THE TASK: Every line of the listing must be reproduced as it stands. Leave the images behind.

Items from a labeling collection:
— begin —

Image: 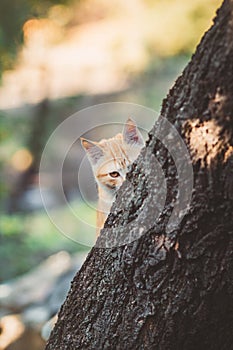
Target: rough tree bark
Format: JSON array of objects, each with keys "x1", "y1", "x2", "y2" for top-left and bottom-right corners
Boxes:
[{"x1": 46, "y1": 0, "x2": 233, "y2": 350}]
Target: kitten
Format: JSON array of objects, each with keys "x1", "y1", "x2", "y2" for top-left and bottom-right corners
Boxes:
[{"x1": 81, "y1": 118, "x2": 144, "y2": 236}]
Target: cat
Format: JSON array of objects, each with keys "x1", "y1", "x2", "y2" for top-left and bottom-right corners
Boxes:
[{"x1": 81, "y1": 118, "x2": 144, "y2": 236}]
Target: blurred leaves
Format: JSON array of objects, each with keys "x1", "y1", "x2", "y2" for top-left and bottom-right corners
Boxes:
[{"x1": 0, "y1": 0, "x2": 71, "y2": 76}]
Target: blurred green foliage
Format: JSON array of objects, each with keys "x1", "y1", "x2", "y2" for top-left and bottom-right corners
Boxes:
[
  {"x1": 0, "y1": 202, "x2": 95, "y2": 283},
  {"x1": 0, "y1": 0, "x2": 71, "y2": 77},
  {"x1": 0, "y1": 0, "x2": 221, "y2": 282}
]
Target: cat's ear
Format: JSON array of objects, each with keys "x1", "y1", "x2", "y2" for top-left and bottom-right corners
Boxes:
[
  {"x1": 80, "y1": 137, "x2": 104, "y2": 165},
  {"x1": 123, "y1": 118, "x2": 144, "y2": 147}
]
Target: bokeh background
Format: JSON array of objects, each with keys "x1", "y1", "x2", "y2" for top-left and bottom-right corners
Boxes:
[{"x1": 0, "y1": 0, "x2": 221, "y2": 350}]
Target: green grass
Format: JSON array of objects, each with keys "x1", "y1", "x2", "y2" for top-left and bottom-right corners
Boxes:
[{"x1": 0, "y1": 202, "x2": 95, "y2": 281}]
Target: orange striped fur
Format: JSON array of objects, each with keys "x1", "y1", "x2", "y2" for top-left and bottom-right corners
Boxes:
[{"x1": 81, "y1": 118, "x2": 144, "y2": 236}]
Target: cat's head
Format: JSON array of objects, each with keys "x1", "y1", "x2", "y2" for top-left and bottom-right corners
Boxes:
[{"x1": 81, "y1": 118, "x2": 144, "y2": 195}]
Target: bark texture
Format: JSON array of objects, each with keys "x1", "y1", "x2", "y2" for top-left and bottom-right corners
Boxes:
[{"x1": 46, "y1": 0, "x2": 233, "y2": 350}]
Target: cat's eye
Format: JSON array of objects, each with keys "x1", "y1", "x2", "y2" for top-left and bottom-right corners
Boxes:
[{"x1": 109, "y1": 171, "x2": 120, "y2": 177}]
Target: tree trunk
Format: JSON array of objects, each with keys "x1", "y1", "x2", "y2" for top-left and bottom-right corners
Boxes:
[{"x1": 46, "y1": 0, "x2": 233, "y2": 350}]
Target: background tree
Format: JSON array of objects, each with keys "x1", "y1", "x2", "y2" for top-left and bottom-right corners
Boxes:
[
  {"x1": 46, "y1": 0, "x2": 233, "y2": 350},
  {"x1": 46, "y1": 0, "x2": 233, "y2": 350}
]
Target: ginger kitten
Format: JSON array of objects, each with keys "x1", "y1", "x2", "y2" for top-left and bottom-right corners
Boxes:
[{"x1": 81, "y1": 118, "x2": 144, "y2": 236}]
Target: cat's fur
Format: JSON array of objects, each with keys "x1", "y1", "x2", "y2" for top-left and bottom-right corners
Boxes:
[{"x1": 81, "y1": 118, "x2": 144, "y2": 235}]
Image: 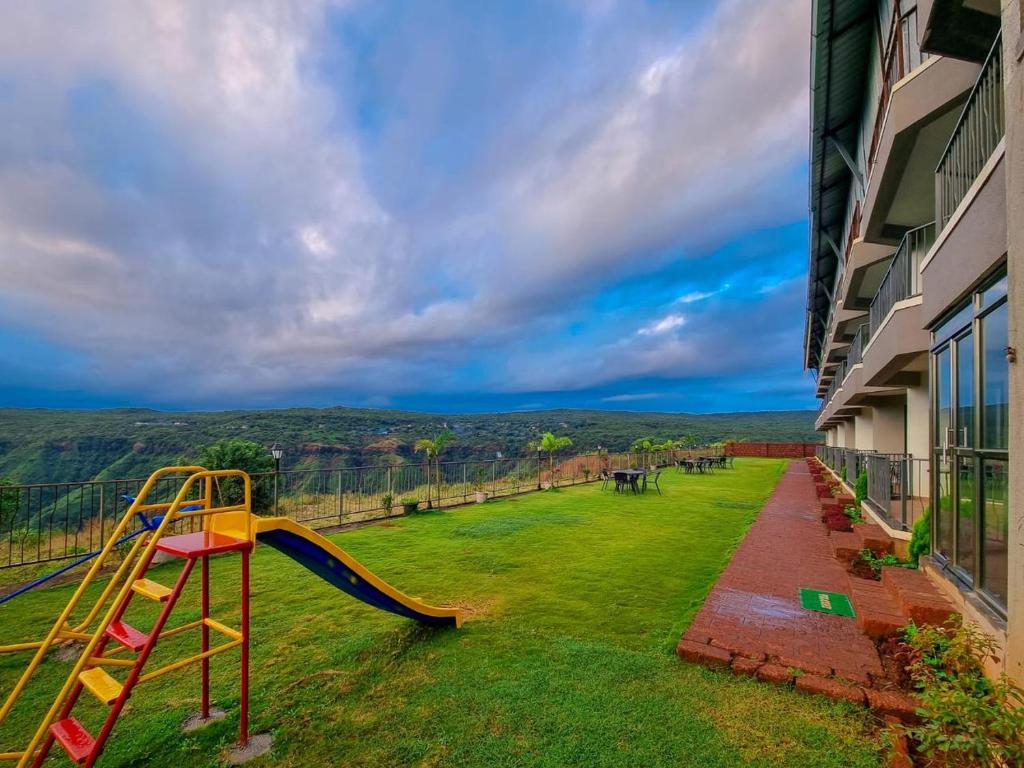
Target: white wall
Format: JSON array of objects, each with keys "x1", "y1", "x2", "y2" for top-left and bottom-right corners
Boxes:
[
  {"x1": 906, "y1": 377, "x2": 931, "y2": 459},
  {"x1": 853, "y1": 408, "x2": 877, "y2": 451},
  {"x1": 871, "y1": 395, "x2": 906, "y2": 454}
]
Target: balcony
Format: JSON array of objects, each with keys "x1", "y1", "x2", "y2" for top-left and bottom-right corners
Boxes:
[
  {"x1": 863, "y1": 57, "x2": 979, "y2": 244},
  {"x1": 838, "y1": 238, "x2": 893, "y2": 312},
  {"x1": 935, "y1": 36, "x2": 1006, "y2": 230},
  {"x1": 863, "y1": 224, "x2": 935, "y2": 387},
  {"x1": 918, "y1": 0, "x2": 999, "y2": 61},
  {"x1": 868, "y1": 222, "x2": 935, "y2": 336},
  {"x1": 922, "y1": 39, "x2": 1007, "y2": 327}
]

— end —

EXPECTED ANSWER:
Image: 
Target: rough tree bark
Format: JSON array of objects, each with keys "x1", "y1", "x2", "y2" for top-left and bottom-right corners
Boxes:
[{"x1": 46, "y1": 0, "x2": 233, "y2": 350}]
Target: kitten
Format: JSON array of objects, each with keys "x1", "y1", "x2", "y2" for top-left and bottom-right corners
Boxes:
[{"x1": 81, "y1": 118, "x2": 144, "y2": 236}]
Target: cat
Format: JSON array of objects, each with keys "x1", "y1", "x2", "y2" for top-left and bottom-right corners
Boxes:
[{"x1": 81, "y1": 118, "x2": 144, "y2": 236}]
Target: blurred leaves
Format: JSON array of objects, each with keys "x1", "y1", "x2", "y2" for top-left and bottom-right corners
Boxes:
[{"x1": 0, "y1": 0, "x2": 71, "y2": 76}]
Target: blurred green foliage
Format: JSON array of objects, each with keys "x1", "y1", "x2", "y2" for top-left and bottom-right corners
Boxes:
[
  {"x1": 0, "y1": 202, "x2": 95, "y2": 283},
  {"x1": 0, "y1": 0, "x2": 71, "y2": 77},
  {"x1": 0, "y1": 0, "x2": 221, "y2": 282}
]
Target: cat's ear
Format: JSON array of objects, each with keys "x1", "y1", "x2", "y2" for top-left and bottom-right corners
Boxes:
[
  {"x1": 80, "y1": 137, "x2": 104, "y2": 165},
  {"x1": 123, "y1": 118, "x2": 144, "y2": 147}
]
Target: bokeh background
Format: JSON array of objects, each with keys "x1", "y1", "x2", "y2" for top-left and bottom-right corners
Boxes:
[{"x1": 0, "y1": 0, "x2": 221, "y2": 350}]
Target: green grass
Format: JSON array of objects, each with keys "x1", "y1", "x2", "y2" for top-left and bottom-right corners
Boxes:
[{"x1": 0, "y1": 202, "x2": 95, "y2": 281}]
Target: orange striped fur
Format: JSON array of objects, each with keys "x1", "y1", "x2", "y2" for top-left and bottom-right corners
Boxes:
[{"x1": 81, "y1": 118, "x2": 144, "y2": 236}]
Target: cat's head
Format: JSON array of objects, each with keys "x1", "y1", "x2", "y2" for top-left and bottom-right corners
Boxes:
[{"x1": 81, "y1": 118, "x2": 144, "y2": 195}]
Target: bark texture
Format: JSON array of objects, each with keys "x1", "y1", "x2", "y2" for top-left and bottom-right corners
Boxes:
[{"x1": 46, "y1": 0, "x2": 233, "y2": 350}]
Target: cat's eye
Format: JSON array of objects, each with keys "x1", "y1", "x2", "y2" for top-left and bottom-right corners
Boxes:
[{"x1": 109, "y1": 171, "x2": 120, "y2": 177}]
Target: tree trunk
Format: JSON array of objects, each with keys "x1", "y1", "x2", "y2" for top-left and bottom-right corners
Boxes:
[{"x1": 46, "y1": 0, "x2": 233, "y2": 350}]
Target: background tree
Format: JSON array of objects, each with keys "x1", "y1", "x2", "y2" for top-left and bottom-right corners
Boxes:
[
  {"x1": 46, "y1": 0, "x2": 233, "y2": 350},
  {"x1": 46, "y1": 0, "x2": 233, "y2": 350}
]
Target: ginger kitten
Format: JSON array of objects, each with keys "x1", "y1", "x2", "y2" for top-left and bottom-right corners
Boxes:
[{"x1": 81, "y1": 118, "x2": 144, "y2": 236}]
Target: cat's fur
Format: JSON array of objects, each with keys "x1", "y1", "x2", "y2" for top-left and bottom-right corners
Boxes:
[{"x1": 81, "y1": 118, "x2": 144, "y2": 235}]
Image: 
Target: white wall
Format: JSON array of objects, each with keys "x1", "y1", "x2", "y2" for top-left and bottom-right corners
Boxes:
[
  {"x1": 906, "y1": 377, "x2": 931, "y2": 459},
  {"x1": 853, "y1": 408, "x2": 877, "y2": 451},
  {"x1": 871, "y1": 395, "x2": 906, "y2": 454}
]
Target: balcony
Format: JSON array of objects, each with keys "x1", "y1", "x2", "y2" for top-left and bottom-right corners
Boxes:
[
  {"x1": 863, "y1": 57, "x2": 979, "y2": 244},
  {"x1": 838, "y1": 238, "x2": 893, "y2": 312},
  {"x1": 935, "y1": 36, "x2": 1006, "y2": 230},
  {"x1": 863, "y1": 224, "x2": 935, "y2": 387},
  {"x1": 918, "y1": 0, "x2": 999, "y2": 61},
  {"x1": 868, "y1": 222, "x2": 935, "y2": 336},
  {"x1": 922, "y1": 39, "x2": 1007, "y2": 327}
]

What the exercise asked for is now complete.